» Set exercise
Could you print the lines below, character for character, starting at the very first one and ending with the line containing "x=444 y=210", both ends included?

» Information supplied
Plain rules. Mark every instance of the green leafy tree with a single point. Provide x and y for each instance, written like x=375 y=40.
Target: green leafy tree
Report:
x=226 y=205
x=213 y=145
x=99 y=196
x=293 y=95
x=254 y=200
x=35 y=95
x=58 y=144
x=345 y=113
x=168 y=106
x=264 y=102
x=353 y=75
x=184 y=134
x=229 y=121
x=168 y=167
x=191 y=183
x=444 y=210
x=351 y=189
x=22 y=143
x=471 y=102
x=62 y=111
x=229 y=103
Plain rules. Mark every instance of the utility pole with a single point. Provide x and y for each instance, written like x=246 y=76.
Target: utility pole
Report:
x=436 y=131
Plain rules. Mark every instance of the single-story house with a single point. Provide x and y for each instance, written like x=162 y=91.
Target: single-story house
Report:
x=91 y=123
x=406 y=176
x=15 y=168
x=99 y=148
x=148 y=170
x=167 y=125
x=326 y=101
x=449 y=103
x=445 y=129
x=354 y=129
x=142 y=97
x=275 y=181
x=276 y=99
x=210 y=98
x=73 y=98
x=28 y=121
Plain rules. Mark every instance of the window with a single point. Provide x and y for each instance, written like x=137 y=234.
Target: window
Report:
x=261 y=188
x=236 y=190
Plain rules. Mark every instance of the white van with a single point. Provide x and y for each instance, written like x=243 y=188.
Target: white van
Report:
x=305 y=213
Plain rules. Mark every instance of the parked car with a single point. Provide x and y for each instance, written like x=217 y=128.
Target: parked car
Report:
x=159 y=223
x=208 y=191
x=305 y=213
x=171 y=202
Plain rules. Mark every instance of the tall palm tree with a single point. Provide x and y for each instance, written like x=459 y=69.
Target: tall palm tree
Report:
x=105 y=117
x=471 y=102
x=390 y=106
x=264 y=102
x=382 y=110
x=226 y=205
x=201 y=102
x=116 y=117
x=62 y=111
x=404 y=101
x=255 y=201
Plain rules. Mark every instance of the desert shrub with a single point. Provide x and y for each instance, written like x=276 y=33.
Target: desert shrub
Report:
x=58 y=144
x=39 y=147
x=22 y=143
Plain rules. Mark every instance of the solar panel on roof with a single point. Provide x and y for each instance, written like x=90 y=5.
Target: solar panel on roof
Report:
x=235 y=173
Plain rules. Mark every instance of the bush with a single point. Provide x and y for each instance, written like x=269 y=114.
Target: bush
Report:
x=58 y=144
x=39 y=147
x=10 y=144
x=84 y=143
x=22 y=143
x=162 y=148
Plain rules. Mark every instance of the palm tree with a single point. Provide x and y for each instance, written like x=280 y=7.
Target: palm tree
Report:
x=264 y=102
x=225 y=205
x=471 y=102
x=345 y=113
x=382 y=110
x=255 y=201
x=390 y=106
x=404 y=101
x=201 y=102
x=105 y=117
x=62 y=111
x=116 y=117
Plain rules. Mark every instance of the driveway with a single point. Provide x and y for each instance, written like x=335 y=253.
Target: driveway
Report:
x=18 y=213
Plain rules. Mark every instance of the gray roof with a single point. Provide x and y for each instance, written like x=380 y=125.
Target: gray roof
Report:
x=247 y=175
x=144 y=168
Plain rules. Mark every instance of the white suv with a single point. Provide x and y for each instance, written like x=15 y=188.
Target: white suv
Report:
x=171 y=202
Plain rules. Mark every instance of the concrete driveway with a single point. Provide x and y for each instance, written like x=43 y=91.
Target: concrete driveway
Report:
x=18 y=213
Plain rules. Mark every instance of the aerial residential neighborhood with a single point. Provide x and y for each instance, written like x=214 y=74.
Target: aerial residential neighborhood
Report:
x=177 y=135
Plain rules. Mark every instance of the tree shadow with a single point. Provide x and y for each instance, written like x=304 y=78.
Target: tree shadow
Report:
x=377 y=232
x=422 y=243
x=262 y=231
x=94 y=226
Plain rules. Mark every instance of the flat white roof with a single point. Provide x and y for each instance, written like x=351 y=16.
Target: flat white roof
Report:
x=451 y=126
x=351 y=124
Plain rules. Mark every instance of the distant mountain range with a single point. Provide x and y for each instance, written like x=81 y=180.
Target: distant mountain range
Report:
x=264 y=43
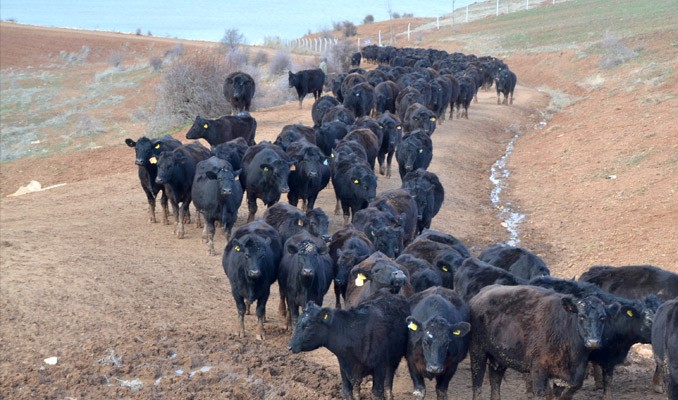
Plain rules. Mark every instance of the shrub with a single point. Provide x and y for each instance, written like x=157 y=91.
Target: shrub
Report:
x=231 y=40
x=261 y=57
x=349 y=29
x=615 y=52
x=339 y=56
x=280 y=63
x=191 y=86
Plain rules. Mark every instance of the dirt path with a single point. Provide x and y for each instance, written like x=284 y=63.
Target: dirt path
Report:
x=85 y=278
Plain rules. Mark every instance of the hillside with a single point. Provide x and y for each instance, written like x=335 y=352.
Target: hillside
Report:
x=130 y=311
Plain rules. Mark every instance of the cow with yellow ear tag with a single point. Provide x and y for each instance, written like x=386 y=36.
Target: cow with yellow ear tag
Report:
x=438 y=338
x=147 y=153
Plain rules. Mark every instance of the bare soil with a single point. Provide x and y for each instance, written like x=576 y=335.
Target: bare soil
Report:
x=121 y=302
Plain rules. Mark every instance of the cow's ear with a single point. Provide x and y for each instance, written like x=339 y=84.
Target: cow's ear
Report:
x=360 y=276
x=569 y=305
x=292 y=248
x=613 y=309
x=412 y=324
x=461 y=329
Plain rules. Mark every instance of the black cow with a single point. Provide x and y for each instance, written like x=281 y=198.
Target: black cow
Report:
x=355 y=59
x=368 y=140
x=516 y=260
x=305 y=273
x=419 y=117
x=445 y=257
x=633 y=324
x=311 y=174
x=220 y=130
x=473 y=275
x=505 y=83
x=415 y=151
x=400 y=204
x=533 y=330
x=392 y=135
x=294 y=133
x=307 y=81
x=232 y=151
x=634 y=281
x=289 y=220
x=238 y=90
x=251 y=260
x=428 y=193
x=265 y=169
x=320 y=107
x=348 y=247
x=374 y=273
x=385 y=94
x=359 y=99
x=328 y=134
x=382 y=228
x=422 y=273
x=176 y=170
x=355 y=184
x=147 y=153
x=217 y=196
x=467 y=89
x=665 y=347
x=438 y=338
x=368 y=340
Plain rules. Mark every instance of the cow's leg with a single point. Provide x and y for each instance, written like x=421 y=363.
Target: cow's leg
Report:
x=251 y=206
x=240 y=305
x=209 y=227
x=496 y=374
x=261 y=315
x=419 y=391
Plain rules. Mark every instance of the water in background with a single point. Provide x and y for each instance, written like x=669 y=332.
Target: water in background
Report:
x=209 y=19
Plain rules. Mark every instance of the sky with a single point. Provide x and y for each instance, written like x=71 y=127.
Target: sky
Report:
x=209 y=19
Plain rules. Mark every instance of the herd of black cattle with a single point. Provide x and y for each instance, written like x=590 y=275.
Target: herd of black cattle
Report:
x=408 y=291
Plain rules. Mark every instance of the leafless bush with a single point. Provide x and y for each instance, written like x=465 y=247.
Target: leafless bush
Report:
x=231 y=40
x=156 y=63
x=339 y=56
x=193 y=86
x=350 y=29
x=280 y=63
x=615 y=52
x=259 y=58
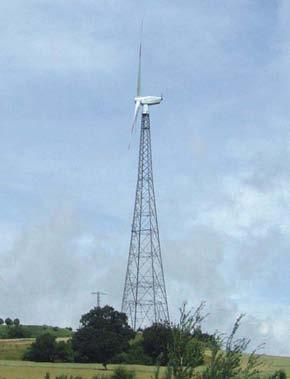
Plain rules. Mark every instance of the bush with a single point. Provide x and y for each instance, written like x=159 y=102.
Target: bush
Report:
x=8 y=321
x=122 y=373
x=279 y=374
x=63 y=352
x=156 y=339
x=46 y=349
x=104 y=334
x=135 y=354
x=17 y=331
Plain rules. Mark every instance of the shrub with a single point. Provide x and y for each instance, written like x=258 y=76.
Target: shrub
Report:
x=8 y=321
x=63 y=352
x=42 y=350
x=279 y=374
x=122 y=373
x=18 y=331
x=156 y=339
x=46 y=349
x=104 y=334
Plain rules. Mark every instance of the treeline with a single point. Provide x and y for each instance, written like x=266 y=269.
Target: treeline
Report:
x=105 y=337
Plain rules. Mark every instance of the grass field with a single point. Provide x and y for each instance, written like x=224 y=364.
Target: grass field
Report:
x=11 y=366
x=36 y=330
x=31 y=370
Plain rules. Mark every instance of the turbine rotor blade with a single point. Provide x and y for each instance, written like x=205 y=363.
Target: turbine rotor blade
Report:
x=140 y=61
x=139 y=72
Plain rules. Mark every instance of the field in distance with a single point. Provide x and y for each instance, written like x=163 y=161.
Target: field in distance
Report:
x=11 y=366
x=34 y=331
x=29 y=370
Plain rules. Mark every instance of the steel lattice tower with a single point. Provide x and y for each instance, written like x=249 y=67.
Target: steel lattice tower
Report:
x=144 y=297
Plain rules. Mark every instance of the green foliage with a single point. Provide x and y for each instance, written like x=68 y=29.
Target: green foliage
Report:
x=135 y=354
x=156 y=339
x=226 y=357
x=42 y=350
x=8 y=321
x=185 y=352
x=104 y=334
x=17 y=331
x=122 y=373
x=46 y=349
x=280 y=374
x=64 y=352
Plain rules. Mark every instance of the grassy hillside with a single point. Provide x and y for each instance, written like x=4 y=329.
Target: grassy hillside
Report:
x=14 y=349
x=36 y=330
x=11 y=366
x=30 y=370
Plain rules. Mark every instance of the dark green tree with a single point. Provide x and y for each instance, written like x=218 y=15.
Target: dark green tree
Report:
x=64 y=352
x=42 y=350
x=104 y=333
x=156 y=340
x=8 y=321
x=46 y=349
x=17 y=331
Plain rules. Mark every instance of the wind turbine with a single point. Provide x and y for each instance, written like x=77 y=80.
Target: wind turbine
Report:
x=144 y=296
x=144 y=101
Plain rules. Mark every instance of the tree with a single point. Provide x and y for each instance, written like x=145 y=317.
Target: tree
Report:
x=8 y=321
x=16 y=321
x=227 y=354
x=185 y=352
x=104 y=333
x=42 y=350
x=156 y=340
x=46 y=349
x=17 y=331
x=64 y=352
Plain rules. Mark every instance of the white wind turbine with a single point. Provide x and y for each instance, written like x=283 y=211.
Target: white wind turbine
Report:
x=144 y=101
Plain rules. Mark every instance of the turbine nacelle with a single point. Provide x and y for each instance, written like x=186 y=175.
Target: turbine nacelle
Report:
x=144 y=101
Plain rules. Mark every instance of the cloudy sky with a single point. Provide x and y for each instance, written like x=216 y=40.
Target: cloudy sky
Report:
x=220 y=145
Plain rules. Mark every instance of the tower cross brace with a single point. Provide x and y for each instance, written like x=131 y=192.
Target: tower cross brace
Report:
x=144 y=296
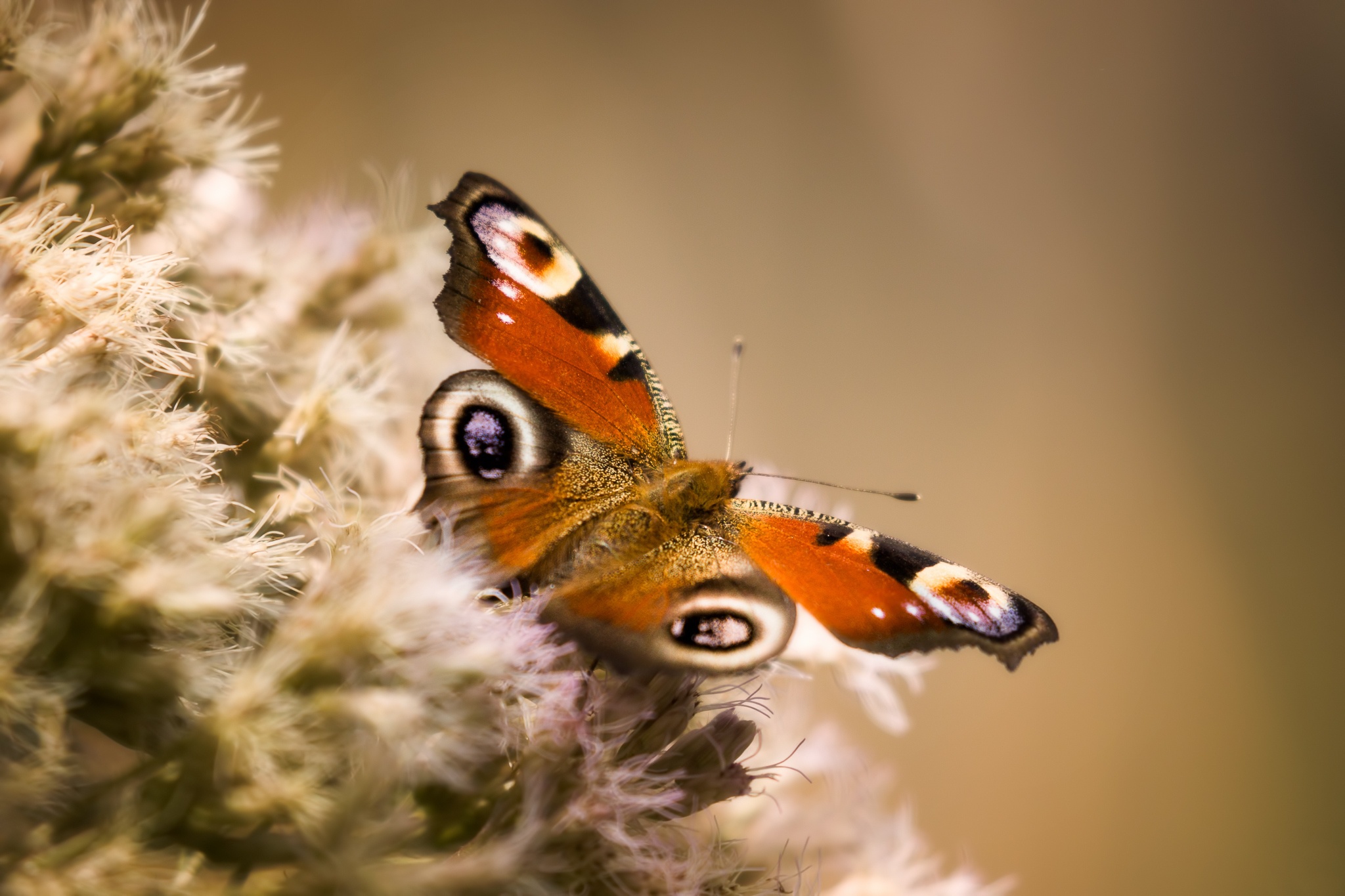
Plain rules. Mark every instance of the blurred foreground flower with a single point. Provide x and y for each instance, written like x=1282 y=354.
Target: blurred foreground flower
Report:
x=229 y=660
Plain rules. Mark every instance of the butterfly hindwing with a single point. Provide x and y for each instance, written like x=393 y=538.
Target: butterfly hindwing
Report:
x=885 y=595
x=567 y=464
x=693 y=602
x=518 y=299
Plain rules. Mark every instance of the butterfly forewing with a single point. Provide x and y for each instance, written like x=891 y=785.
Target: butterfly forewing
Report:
x=881 y=594
x=567 y=464
x=516 y=297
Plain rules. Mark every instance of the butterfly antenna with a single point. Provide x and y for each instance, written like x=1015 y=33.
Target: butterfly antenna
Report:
x=900 y=496
x=735 y=367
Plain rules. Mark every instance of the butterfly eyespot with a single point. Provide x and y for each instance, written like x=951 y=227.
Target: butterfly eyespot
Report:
x=486 y=441
x=525 y=250
x=725 y=626
x=481 y=426
x=713 y=630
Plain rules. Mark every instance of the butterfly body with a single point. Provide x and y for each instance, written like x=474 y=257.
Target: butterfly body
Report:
x=567 y=465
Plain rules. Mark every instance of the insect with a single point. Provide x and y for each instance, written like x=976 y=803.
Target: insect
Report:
x=565 y=464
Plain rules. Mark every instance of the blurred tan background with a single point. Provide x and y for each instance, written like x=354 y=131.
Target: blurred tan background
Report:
x=1074 y=270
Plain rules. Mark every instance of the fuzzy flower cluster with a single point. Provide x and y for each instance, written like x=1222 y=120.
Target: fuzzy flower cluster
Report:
x=231 y=661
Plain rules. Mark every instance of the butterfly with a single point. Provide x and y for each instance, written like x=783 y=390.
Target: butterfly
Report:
x=565 y=465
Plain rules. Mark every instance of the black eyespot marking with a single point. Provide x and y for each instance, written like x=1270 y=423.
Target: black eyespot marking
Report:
x=831 y=534
x=627 y=368
x=713 y=630
x=899 y=559
x=485 y=441
x=585 y=308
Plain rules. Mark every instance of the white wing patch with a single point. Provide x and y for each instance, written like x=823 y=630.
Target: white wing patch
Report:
x=545 y=268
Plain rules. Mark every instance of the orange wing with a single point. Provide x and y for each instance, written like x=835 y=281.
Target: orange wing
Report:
x=516 y=297
x=881 y=594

» Exercise result
Plain rules. Mark every instance of the green leafy tree with a single point. Provide x and y for each instance, written like x=375 y=40.
Target: green leafy tree
Report:
x=226 y=205
x=213 y=145
x=99 y=196
x=293 y=95
x=254 y=200
x=35 y=95
x=58 y=144
x=345 y=113
x=168 y=106
x=264 y=102
x=353 y=75
x=184 y=134
x=229 y=121
x=168 y=167
x=191 y=183
x=444 y=210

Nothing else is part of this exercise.